= Requirements =
Reproduce each line of the material precisely.

** Start of Records for the exercise **

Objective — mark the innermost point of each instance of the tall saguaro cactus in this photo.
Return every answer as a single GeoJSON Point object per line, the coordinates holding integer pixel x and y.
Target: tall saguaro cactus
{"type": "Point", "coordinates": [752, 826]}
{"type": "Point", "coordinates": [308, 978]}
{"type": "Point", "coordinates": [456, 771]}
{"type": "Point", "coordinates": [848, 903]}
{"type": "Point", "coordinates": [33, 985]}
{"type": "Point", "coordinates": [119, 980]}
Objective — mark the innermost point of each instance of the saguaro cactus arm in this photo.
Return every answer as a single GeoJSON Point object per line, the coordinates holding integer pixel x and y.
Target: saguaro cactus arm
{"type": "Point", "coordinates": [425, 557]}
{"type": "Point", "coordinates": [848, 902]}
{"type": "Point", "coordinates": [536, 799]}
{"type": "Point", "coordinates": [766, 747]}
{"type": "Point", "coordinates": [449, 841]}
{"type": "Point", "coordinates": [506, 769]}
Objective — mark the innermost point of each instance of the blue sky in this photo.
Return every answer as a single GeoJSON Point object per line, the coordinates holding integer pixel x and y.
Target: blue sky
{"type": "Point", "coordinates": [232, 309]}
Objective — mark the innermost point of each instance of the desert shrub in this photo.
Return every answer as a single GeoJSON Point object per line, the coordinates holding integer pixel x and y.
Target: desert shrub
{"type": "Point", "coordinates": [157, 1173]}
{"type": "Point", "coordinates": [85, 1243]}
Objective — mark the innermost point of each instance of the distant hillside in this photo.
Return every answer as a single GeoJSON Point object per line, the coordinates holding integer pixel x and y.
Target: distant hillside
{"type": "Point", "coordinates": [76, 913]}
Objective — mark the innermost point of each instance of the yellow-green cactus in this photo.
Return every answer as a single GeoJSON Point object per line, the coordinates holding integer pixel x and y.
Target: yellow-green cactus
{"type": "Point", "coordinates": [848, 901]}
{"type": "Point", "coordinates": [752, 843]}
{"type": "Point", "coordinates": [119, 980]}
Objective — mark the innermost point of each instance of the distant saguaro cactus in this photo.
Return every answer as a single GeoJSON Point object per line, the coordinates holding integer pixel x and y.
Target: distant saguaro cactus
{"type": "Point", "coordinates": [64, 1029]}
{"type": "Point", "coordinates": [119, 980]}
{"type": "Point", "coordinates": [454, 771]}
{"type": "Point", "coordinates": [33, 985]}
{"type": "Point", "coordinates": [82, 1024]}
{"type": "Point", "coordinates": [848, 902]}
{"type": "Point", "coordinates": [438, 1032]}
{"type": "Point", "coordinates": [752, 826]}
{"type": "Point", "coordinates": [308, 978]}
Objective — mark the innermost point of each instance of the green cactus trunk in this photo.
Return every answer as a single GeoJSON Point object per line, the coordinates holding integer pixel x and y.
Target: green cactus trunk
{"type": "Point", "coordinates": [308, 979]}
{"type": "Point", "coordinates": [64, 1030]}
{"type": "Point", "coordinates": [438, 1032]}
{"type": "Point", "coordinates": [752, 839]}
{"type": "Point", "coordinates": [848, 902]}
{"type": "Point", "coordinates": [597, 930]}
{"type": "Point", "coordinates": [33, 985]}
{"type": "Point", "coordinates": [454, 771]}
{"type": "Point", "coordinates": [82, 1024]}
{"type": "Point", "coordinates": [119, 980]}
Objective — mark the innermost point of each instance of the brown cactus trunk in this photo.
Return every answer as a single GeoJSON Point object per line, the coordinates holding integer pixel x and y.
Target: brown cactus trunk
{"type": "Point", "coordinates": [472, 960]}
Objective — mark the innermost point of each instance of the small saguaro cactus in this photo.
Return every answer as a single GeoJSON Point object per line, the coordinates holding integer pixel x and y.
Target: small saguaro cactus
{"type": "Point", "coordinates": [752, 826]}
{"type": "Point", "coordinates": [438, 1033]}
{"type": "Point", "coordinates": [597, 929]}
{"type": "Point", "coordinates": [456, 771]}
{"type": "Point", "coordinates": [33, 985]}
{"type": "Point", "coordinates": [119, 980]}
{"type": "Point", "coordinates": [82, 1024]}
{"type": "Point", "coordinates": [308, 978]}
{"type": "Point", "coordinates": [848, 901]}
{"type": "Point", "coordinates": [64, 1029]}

** End of Records for the exercise **

= Exercise solution =
Objective — mark the innermost point of each instance of the tall saguaro cactus in this photo.
Return every answer as a single GeoJSON Point object per line, the coordinates holding integer pixel x and y.
Target: tall saguaro cactus
{"type": "Point", "coordinates": [752, 826]}
{"type": "Point", "coordinates": [308, 978]}
{"type": "Point", "coordinates": [456, 771]}
{"type": "Point", "coordinates": [848, 903]}
{"type": "Point", "coordinates": [33, 985]}
{"type": "Point", "coordinates": [119, 980]}
Objective — mark the innermost point of each instance of the saguaro cactus arm in this photo.
Return every answer as a single GeoJSON Point object per line, the coordinates holding integer pixel x and y.
Target: saguaro cactus arm
{"type": "Point", "coordinates": [425, 557]}
{"type": "Point", "coordinates": [848, 902]}
{"type": "Point", "coordinates": [536, 799]}
{"type": "Point", "coordinates": [766, 747]}
{"type": "Point", "coordinates": [449, 841]}
{"type": "Point", "coordinates": [506, 769]}
Objective — mark the innermost point of each instance of the blue sky in this photo.
Return every answer as a single GeoJSON Point object per line, the coordinates holding integer pixel x and y.
Target: blue sky
{"type": "Point", "coordinates": [232, 309]}
Objective — mark the innermost point of each instance of the desert shrub in this photo.
Return every answer as a single GeoJSON Point object per line, the coordinates holding integer pixel x and y.
Target: desert shrub
{"type": "Point", "coordinates": [157, 1173]}
{"type": "Point", "coordinates": [85, 1243]}
Objective — mark the innermost point of each instance of the distant hillside in this photo.
Return every answer as a single GeoJSON Point object per line, the coordinates holding integer pixel x and y.
Target: distant hillside
{"type": "Point", "coordinates": [76, 913]}
Objective — mark the innermost point of each instance of the yellow-green cactus in this photo.
Return every answer as a single GeoJSON Point object per line, the coordinates holding integer pixel x and y.
Target: yellow-green cactus
{"type": "Point", "coordinates": [848, 901]}
{"type": "Point", "coordinates": [752, 843]}
{"type": "Point", "coordinates": [119, 980]}
Objective — mark the innermost point of each instance of the distant saguaro cactus in this photo.
Return every answer as a single GeoJSON Point object per line, the coordinates holding integer pixel x and y.
Target: distant saguaro cactus
{"type": "Point", "coordinates": [64, 1029]}
{"type": "Point", "coordinates": [119, 980]}
{"type": "Point", "coordinates": [454, 771]}
{"type": "Point", "coordinates": [33, 985]}
{"type": "Point", "coordinates": [82, 1024]}
{"type": "Point", "coordinates": [848, 902]}
{"type": "Point", "coordinates": [438, 1032]}
{"type": "Point", "coordinates": [752, 826]}
{"type": "Point", "coordinates": [308, 978]}
Objective — mark the innermost point of each instance of the green cactus trunk in this photo.
Return every answer as a single GeoJSON Point object per line, the coordinates holding integer pixel x and y.
Target: green cactus trunk
{"type": "Point", "coordinates": [308, 979]}
{"type": "Point", "coordinates": [64, 1030]}
{"type": "Point", "coordinates": [438, 1032]}
{"type": "Point", "coordinates": [752, 839]}
{"type": "Point", "coordinates": [848, 902]}
{"type": "Point", "coordinates": [597, 930]}
{"type": "Point", "coordinates": [33, 985]}
{"type": "Point", "coordinates": [454, 771]}
{"type": "Point", "coordinates": [82, 1024]}
{"type": "Point", "coordinates": [119, 980]}
Objective — mark the innermost point of each instance of the brown cactus trunk in this photo.
Return every answer as a single GeoJSON Point object per line, the coordinates holding integer pixel x and y.
Target: brown cactus trunk
{"type": "Point", "coordinates": [472, 960]}
Objective — mark the innermost point of each instance of the small saguaro cactus in this photo.
Return every answer as a single GeoJSON Point object per line, the coordinates holding integer pixel x and y.
Target: small saguaro cactus
{"type": "Point", "coordinates": [752, 826]}
{"type": "Point", "coordinates": [438, 1033]}
{"type": "Point", "coordinates": [597, 929]}
{"type": "Point", "coordinates": [456, 771]}
{"type": "Point", "coordinates": [33, 985]}
{"type": "Point", "coordinates": [119, 980]}
{"type": "Point", "coordinates": [82, 1024]}
{"type": "Point", "coordinates": [308, 978]}
{"type": "Point", "coordinates": [848, 901]}
{"type": "Point", "coordinates": [64, 1029]}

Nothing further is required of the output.